**対象テキスト:**
実は、食糧は十分あるのに、飢餓で苦しむ人はどんどん増加!

前回のコラムでは、「エネルギー資源、水、食糧の不足」の中の「水資源の不足」を取り上げました。
今回は、「食糧の不足」について書いておきたいと思います。

● 実は、現時点では、世界には全ての人々が食べるのに十分な食糧はある。

  • 世界の穀物生産量 年間約21億トン(2007年 FAOより)
  • 1人1日当たり穀物生産量=21億トン/66.7億人/365日=0.86kg/人/日
  • 穀物 1kg あたり平均約 2,500kcalとすると
    穀物 0.86kg/人/日 = 0.86kg × 約 2,500kcal/kg = 2,150kcal / 人/ 日
  • これに肉、魚、果物などのカロリーを加えると、2,500〜3,000kcal /人/日 になる。
  • 日本人の1日の平均カロリー摂取量が、約 2,800kcalである
  • つまり、世界で食糧を均等に分けれれば、日本人と同様のカロリーが全員取れる計算になる

● しかし、全世界でおよそ8億5,400万人が栄養不良や飢えに苦しんでいる。

そのうち3億5千万人以上が子ども、8億2千万人以上が発展途上国の人たち

● 飢えと貧困で、毎日2万5千人が命を落としている。

そのうち1万8千人が子供。5秒に一人の子供が飢えや貧困で亡くなっている。

● 慢性的な飢餓人口は、毎年400万人増えている。

1990年代前半で飢餓人口を2,700万人削減できたにも関わらず、90年代後半では、逆に飢餓人口が2000万人も増えてしまった。
以上の3つはすべて、WFP Hunger Factsより (WFP : United Nations World Food Programme 国連世界食糧計画)
https://www.wfp.org
現時点では、地球全体には十分に食糧があるのに、なぜ飢餓が起こり、しかもそれがどんどん増えているのでしょうか?
主な原因は、「慢性的な貧困の広がり」「食糧価格の高騰」で、要は十分な食糧を買うお金がない人がそれだけ多い、つまり、うまく食糧が分配されないことが原因だと思います。
特に、食糧価格の高騰は、下記のようにますます深刻です。

● 基礎的食糧は5年で2倍に高騰。ますます飢餓に拍車。


FAO Food Price Index : 肉、バター、チーズ、穀物、米、オイル、砂糖などの価格から算出した食糧価格の指標
(FAO : Food and Agriculture Organization of the United Nations、国連食糧農業機関)
FAOより
https://www.fao.org/worldfoodsituation/FoodPricesIndex/en/

今後は、世界の人口が増えること、途上国の食生活の向上で一人当たりの食糧消費量が増えること、水不足や自然災害の増加で食糧生産への悪影響が増えると予測されること、食糧を元に作ったバイオエタノールなどをエネルギー資源として使うことが今後増える可能性が高いこと、などを考えると、食糧の絶対量すら足りなくなる状態になる可能性もあり、ますます飢餓に拍車がかかるのではないかと危惧されます。

先にあげた水不足と並んで、世界全体で緊急になんとかしていかないといけない問題です。

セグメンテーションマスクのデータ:
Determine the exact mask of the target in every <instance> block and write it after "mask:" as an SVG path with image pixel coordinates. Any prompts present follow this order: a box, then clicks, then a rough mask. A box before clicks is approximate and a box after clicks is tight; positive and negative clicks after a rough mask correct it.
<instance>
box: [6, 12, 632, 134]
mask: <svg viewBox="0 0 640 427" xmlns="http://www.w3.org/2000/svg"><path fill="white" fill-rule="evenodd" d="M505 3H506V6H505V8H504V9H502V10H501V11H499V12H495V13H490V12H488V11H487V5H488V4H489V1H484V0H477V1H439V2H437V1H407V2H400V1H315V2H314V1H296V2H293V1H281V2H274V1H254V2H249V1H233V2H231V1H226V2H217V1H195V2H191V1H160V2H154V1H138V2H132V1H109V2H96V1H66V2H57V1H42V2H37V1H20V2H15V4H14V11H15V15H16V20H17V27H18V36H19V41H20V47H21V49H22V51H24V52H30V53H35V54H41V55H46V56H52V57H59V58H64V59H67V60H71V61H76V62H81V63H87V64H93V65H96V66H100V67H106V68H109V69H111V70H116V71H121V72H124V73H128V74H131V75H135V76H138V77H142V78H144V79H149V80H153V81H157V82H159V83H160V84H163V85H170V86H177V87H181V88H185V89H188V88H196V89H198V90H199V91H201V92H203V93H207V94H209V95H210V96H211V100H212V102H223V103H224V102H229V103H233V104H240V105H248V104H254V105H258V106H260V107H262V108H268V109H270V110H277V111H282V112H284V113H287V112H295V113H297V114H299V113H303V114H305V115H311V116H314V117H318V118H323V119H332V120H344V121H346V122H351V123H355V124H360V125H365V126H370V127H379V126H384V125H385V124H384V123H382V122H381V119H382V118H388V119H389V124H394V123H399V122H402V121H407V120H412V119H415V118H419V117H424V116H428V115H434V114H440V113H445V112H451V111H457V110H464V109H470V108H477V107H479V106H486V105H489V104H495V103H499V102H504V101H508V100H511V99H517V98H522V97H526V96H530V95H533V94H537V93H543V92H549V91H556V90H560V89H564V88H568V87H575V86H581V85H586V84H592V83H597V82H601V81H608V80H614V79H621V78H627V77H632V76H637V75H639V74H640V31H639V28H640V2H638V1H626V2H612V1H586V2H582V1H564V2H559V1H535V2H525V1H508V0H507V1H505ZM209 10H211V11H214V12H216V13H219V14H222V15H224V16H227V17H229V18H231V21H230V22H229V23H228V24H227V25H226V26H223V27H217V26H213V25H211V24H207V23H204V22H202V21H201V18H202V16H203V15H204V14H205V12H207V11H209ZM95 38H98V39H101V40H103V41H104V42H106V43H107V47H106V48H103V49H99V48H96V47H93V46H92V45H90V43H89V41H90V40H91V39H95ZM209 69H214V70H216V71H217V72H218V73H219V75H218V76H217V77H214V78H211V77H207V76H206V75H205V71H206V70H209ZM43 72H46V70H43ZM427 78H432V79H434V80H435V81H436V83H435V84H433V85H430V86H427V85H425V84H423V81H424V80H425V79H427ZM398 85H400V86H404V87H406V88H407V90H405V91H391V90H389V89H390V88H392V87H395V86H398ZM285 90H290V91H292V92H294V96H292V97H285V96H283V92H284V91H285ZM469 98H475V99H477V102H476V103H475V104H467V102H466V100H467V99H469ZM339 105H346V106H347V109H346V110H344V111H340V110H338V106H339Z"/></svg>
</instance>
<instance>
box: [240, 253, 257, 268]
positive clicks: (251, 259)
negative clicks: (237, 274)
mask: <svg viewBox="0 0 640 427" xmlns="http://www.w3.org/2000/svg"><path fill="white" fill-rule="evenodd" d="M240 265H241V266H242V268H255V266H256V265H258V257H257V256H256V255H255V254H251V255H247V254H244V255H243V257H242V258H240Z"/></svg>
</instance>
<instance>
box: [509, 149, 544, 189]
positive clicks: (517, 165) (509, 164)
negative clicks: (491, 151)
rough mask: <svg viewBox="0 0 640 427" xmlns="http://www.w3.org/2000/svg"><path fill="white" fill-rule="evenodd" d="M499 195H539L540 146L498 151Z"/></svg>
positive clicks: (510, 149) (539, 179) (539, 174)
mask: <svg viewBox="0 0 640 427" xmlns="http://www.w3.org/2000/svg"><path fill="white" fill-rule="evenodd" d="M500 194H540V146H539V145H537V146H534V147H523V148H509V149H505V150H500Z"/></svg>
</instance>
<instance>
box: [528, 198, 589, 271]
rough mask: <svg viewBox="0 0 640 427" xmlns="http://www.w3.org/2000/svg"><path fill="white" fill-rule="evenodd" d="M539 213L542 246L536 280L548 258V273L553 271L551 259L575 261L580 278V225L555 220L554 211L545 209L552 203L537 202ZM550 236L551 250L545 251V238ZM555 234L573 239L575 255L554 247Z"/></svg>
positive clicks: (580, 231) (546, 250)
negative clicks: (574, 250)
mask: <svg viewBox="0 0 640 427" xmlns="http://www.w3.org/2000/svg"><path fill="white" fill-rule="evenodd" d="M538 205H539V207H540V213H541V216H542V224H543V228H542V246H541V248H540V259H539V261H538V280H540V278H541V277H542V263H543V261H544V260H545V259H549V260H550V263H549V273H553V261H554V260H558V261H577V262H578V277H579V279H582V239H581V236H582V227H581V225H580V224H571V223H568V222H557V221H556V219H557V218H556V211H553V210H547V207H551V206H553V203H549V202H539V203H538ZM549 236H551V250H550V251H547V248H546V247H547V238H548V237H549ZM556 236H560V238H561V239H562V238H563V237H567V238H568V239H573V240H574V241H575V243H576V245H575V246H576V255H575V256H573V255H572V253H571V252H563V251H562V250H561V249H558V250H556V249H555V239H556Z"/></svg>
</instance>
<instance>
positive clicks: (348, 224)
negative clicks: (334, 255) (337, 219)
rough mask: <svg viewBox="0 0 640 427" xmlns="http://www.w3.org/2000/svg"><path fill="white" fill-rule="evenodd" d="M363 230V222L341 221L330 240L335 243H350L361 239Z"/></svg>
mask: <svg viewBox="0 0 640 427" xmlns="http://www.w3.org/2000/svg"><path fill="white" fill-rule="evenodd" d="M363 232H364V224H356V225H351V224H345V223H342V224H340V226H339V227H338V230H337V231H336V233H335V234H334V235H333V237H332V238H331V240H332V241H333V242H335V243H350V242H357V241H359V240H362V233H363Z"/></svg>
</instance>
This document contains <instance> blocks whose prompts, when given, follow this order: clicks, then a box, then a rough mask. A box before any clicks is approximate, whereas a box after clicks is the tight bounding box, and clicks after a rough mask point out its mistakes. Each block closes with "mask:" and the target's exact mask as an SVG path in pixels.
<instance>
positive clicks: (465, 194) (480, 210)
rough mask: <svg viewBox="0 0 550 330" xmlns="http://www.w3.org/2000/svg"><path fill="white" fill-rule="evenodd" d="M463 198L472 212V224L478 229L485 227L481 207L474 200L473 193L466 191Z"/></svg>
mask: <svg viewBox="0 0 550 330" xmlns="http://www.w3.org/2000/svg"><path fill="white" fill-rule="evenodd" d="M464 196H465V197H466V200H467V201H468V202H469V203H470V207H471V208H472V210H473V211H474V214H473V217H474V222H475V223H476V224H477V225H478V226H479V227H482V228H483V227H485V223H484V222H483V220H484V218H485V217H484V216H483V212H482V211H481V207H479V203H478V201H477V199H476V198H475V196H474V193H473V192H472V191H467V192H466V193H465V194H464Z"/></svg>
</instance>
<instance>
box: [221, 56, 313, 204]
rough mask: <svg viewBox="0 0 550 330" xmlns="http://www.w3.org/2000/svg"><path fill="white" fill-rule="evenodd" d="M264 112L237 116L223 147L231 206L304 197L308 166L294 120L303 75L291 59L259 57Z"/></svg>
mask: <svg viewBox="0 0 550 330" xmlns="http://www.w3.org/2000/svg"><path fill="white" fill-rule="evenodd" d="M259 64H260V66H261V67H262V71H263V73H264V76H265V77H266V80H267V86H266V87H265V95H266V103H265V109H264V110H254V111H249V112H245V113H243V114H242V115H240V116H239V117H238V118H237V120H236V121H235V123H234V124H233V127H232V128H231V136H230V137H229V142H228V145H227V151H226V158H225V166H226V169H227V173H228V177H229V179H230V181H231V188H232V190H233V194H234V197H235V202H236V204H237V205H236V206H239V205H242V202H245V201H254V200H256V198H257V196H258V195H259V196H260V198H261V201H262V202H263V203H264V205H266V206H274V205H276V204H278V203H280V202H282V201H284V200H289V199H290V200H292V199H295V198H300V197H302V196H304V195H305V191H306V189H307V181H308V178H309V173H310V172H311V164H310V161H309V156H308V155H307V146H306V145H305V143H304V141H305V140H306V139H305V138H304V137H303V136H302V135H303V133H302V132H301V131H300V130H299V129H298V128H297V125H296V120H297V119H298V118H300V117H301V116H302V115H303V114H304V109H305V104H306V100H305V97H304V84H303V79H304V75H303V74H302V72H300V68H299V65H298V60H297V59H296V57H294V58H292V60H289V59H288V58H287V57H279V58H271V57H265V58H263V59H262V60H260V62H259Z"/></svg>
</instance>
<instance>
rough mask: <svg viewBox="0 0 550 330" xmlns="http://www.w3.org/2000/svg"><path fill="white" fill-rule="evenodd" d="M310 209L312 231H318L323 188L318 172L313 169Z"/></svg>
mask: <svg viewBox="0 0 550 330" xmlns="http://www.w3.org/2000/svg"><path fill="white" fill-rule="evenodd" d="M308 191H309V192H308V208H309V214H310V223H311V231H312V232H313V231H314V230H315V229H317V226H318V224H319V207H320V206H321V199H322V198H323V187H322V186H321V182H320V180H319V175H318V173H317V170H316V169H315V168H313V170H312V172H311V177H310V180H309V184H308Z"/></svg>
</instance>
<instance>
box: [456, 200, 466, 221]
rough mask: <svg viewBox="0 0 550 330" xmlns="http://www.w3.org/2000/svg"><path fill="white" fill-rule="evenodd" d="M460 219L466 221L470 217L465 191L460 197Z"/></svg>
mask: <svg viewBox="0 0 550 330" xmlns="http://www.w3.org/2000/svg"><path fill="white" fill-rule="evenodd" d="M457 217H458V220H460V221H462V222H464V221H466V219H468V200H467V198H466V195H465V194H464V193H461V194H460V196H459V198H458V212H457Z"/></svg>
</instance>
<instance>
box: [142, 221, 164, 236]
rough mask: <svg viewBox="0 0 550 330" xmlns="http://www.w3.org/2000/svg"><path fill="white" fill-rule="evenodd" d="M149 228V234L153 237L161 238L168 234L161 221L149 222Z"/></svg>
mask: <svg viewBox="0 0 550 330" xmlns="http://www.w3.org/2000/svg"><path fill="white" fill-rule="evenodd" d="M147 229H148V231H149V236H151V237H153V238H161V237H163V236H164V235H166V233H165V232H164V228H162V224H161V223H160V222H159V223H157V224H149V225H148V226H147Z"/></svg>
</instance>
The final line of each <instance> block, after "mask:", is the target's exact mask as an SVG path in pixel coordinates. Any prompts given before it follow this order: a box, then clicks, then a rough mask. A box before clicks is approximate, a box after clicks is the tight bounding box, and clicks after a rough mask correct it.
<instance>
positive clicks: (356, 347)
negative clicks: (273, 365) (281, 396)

**作業指示 A:**
次の(i)〜(iii)の記述が食糧不足のコラムの内容と一致するか、それぞれ「はい」か「いいえ」で答えてください。判断の根拠となるコラムの文言をそのまま引用して添えてください。
(i) 世界の穀物生産量は年間約21億トンである。
(ii) 日本人の1日の平均カロリー摂取量は約2,500kcalである。
(iii) 慢性的な飢餓人口は毎年400万人ずつ増えている。
**作業指示 B:**
食糧不足のコラムのうち、"FAO Food Price"を含む箇所から"いかないといけない問題です。"までを一字一句変えずに出力してください。
**作業指示 C:**
食糧不足のコラムによると、基礎的食糧の価格は何年で2倍に高騰しましたか。

**解答 A:**
(i) はい。「世界の穀物生産量 年間約21億トン(2007年 FAOより)」
(ii) いいえ。「日本人の1日の平均カロリー摂取量が、約 2,800kcalである」
(iii) はい。「慢性的な飢餓人口は、毎年400万人増えている。」

**解答 B:**
FAO Food Price Index : 肉、バター、チーズ、穀物、米、オイル、砂糖などの価格から算出した食糧価格の指標
(FAO : Food and Agriculture Organization of the United Nations、国連食糧農業機関)
FAOより
https://www.fao.org/worldfoodsituation/FoodPricesIndex/en/

今後は、世界の人口が増えること、途上国の食生活の向上で一人当たりの食糧消費量が増えること、水不足や自然災害の増加で食糧生産への悪影響が増えると予測されること、食糧を元に作ったバイオエタノールなどをエネルギー資源として使うことが今後増える可能性が高いこと、などを考えると、食糧の絶対量すら足りなくなる状態になる可能性もあり、ますます飢餓に拍車がかかるのではないかと危惧されます。

先にあげた水不足と並んで、世界全体で緊急になんとかしていかないといけない問題です。

**解答 C:**
5年です。